((
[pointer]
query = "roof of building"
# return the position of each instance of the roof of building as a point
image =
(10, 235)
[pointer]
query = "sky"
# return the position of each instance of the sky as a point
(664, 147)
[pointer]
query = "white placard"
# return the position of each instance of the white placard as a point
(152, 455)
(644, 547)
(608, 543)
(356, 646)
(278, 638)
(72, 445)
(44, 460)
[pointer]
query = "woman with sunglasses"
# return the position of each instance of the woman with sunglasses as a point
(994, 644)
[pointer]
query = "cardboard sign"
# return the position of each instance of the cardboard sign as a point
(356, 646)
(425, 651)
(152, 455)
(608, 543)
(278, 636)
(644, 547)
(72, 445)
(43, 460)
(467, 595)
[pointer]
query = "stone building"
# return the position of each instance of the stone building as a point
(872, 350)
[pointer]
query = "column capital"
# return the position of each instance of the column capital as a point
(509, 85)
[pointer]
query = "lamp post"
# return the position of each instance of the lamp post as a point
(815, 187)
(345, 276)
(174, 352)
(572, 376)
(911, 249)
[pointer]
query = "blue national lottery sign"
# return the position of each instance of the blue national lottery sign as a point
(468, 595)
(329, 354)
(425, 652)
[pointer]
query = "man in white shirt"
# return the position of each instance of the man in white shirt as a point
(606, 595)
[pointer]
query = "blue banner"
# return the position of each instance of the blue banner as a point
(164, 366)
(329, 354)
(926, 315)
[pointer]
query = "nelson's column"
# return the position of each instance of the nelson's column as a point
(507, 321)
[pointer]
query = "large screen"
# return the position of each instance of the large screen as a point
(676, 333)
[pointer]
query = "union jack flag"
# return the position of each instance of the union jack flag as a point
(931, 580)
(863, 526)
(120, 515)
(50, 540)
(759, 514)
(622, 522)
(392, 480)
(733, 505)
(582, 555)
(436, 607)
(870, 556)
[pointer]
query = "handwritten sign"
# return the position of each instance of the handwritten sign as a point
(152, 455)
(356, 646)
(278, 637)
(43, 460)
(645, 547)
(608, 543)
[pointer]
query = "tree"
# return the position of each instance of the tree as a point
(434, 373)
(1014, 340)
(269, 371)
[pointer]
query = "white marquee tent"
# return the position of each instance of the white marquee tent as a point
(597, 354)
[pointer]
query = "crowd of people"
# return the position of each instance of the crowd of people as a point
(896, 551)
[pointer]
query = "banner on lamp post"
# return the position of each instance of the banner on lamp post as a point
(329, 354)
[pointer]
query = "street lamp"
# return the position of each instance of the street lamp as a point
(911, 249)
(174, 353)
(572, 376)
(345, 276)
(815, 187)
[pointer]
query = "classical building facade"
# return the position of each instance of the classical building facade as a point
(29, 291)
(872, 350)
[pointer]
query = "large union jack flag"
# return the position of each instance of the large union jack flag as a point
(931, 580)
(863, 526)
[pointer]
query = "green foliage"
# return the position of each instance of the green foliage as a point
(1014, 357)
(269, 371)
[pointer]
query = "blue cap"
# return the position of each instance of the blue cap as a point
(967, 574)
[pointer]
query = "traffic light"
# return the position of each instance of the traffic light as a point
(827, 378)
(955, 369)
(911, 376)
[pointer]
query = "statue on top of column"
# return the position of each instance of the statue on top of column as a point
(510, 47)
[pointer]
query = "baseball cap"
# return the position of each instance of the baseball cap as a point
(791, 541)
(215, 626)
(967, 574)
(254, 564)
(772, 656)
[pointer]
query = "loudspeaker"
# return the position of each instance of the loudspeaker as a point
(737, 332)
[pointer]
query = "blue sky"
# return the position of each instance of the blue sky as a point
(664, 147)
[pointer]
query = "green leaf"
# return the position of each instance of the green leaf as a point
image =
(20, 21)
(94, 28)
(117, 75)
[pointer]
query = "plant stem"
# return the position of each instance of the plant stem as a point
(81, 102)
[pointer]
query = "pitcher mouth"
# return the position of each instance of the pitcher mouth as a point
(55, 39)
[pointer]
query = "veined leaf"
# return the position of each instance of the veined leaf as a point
))
### Problem statement
Lines from the entries that contain the string "veined" are what must be copied.

### Completed exercise
query = "veined leaf"
# return the position of each instance of the veined leaf as a point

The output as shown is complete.